#### Document text:
####################
Sonic Stomp -- A Sonic Maximizer in a stomp box….’nuff said.

Opto Somp -- A compressor stomp box with the BMAX optical compressor.

Acoustimax -- An acoustic preamp that raises the bar for acoustic sound quality.

Evaluating the Crusher and the Freq Boost

Pedal Construction

You have to admit that it is a joyful moment when you pull a new piece of gear out of the box and realize that it was built to last. I won’t spend much time on pedal construction since we’ve already reported on the construction quality of these pedals. All of BBE’s pedals were designed and engineered in Huntington Beach, California and manufacturered in China. I love the rock solid metal casing and high quality metal footswitches, pots, and knobs (no plastic!). Another important feature is a true hard-wire bypass so you avoid the dreaded “tone suck” problem of units that are powered off but are still routed through the circuitry. These pedals also have a non-slip rubber bottom, and an easy-to-access 9v battery compartment.

Two other features are of note. The first is consistent pedal design. I think BBE took a page out of the BOSS design ergonomics book by making sure these pedals all have a common footprint. This makes it much easier to arrange a pedal board. The second is power options. All BBE pedals include an external power supply in the box, so there is no need for a separate purchase. These pedals will also run approximately 300 hours on a single 9V battery...and guess what…your first battery is also included, nicely wrapped and nestled in the battery compartment. That kind of foresight is hard to find these days.
####################
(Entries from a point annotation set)

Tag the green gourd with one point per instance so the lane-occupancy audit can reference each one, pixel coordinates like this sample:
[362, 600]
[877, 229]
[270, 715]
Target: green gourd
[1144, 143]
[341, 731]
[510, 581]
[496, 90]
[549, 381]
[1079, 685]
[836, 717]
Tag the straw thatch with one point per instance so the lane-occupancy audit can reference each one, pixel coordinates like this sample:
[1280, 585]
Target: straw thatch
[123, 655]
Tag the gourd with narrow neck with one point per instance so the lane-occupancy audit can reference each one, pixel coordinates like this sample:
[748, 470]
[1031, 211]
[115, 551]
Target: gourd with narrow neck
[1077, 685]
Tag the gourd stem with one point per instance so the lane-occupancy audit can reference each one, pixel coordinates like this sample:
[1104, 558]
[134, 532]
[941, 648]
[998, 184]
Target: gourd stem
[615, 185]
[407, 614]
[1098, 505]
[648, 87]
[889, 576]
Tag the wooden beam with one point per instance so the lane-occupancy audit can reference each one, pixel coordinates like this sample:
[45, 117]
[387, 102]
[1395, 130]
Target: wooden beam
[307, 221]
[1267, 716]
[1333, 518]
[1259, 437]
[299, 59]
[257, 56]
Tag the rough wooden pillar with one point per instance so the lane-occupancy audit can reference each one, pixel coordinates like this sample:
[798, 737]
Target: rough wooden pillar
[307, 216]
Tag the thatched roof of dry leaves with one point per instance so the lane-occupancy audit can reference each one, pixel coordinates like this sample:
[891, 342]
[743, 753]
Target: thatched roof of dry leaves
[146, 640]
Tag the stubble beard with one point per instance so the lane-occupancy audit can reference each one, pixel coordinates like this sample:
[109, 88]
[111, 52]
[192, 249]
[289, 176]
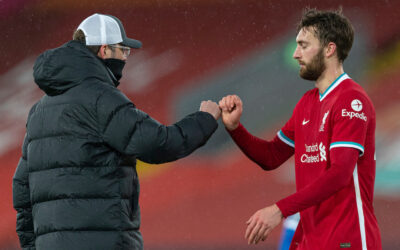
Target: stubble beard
[313, 70]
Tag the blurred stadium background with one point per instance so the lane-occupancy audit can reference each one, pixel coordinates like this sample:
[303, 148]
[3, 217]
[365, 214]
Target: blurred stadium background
[197, 50]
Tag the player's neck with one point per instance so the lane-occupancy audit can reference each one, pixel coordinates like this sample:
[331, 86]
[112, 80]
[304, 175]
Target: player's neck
[328, 77]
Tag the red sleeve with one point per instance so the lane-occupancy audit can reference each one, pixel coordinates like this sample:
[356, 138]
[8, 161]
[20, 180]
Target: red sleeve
[343, 162]
[267, 154]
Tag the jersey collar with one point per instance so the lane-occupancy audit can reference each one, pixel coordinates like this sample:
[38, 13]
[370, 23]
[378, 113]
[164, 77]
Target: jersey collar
[333, 85]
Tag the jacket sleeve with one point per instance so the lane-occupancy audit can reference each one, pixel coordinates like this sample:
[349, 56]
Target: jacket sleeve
[133, 132]
[22, 203]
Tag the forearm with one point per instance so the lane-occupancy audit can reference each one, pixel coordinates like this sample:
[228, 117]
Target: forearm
[178, 140]
[267, 154]
[343, 161]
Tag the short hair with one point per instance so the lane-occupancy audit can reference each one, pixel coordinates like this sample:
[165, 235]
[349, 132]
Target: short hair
[80, 37]
[330, 26]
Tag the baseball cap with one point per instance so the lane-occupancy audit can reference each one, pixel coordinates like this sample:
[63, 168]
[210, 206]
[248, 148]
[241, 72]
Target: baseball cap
[106, 29]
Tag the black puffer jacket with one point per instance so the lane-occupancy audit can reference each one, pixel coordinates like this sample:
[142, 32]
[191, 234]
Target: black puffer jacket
[76, 185]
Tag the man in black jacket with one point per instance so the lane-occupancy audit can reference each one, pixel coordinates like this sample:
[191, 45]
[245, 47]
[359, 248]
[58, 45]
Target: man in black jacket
[76, 185]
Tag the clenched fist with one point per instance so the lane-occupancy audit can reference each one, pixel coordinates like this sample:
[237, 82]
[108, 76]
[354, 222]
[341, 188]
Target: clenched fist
[232, 109]
[211, 107]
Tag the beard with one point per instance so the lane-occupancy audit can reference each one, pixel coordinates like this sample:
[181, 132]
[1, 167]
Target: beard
[313, 70]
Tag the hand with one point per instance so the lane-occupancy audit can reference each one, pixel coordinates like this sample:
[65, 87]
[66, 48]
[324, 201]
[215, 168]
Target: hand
[211, 107]
[232, 109]
[261, 223]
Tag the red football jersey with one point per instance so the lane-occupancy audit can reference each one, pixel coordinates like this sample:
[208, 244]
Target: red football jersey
[343, 116]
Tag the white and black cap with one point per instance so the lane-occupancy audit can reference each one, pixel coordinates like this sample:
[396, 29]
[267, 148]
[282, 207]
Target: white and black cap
[102, 29]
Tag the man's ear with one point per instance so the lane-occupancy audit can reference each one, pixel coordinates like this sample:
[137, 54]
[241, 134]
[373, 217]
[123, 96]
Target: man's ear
[330, 49]
[102, 52]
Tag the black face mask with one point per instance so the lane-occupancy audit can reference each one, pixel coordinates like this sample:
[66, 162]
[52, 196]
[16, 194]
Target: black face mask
[116, 66]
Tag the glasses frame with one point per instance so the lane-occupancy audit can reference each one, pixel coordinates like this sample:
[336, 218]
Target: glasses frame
[125, 50]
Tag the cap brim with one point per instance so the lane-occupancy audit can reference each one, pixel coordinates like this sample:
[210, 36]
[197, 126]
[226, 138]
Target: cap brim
[132, 43]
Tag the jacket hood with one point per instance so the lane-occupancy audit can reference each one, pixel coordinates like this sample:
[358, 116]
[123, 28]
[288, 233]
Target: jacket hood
[57, 70]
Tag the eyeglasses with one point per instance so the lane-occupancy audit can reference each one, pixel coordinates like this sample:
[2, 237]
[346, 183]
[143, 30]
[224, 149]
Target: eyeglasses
[125, 50]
####################
#### Things to do:
1. According to the BBE pedal review, where were BBE's pedals designed and engineered?
2. Please list every pedal part that the BBE pedal review describes as made of metal.
3. Carry the BBE pedal review on from its last sentence.
These records are separate from the BBE pedal review.

#### Responses by task:
1. In Huntington Beach, California.

2. The casing, footswitches, pots, and knobs.

3.
BBE Crusher

The BBE Crusher is one of the pedals in the new line that stands out as a completely original design. It is meant as a high gain distortion pedal, but actually turns out to be very versatile, due to the passive 3-band EQ that enables a broad range of distortion possibilities. The controls on this pedal include bass, mid, treble, gain and volume.

I was able to test this pedal using a G&L Invader running though a VOX Tonelab driving an Atomic Amplifier. I may get some e-mail debate on this issue, but I really believe that dedicated pedals produce better overall tone than models (allowing for pedal quality, of course – junky pedals equals junky tone). However, modelers certainly have their use in my setup. With the Atomic Amp, I love to use the modeler on a relatively clean setting as the foundation, with the modeler handing reverb, chorus, and other “shimmery” effects. Additionally, what I like about the Tonelab and Atomic Amp combo (over say a POD XT) is that I can quickly dial in a convincing range of amp and cabinet combinations with real tube performance.

Using this setup as my base I plugged the Invader into the Freq Boost, the Freq Boost into the Crusher, and then the Crusher into the amplifier. My thinking was that I could experiment with the Crusher with the added benefit of a high frequency clean gain boost.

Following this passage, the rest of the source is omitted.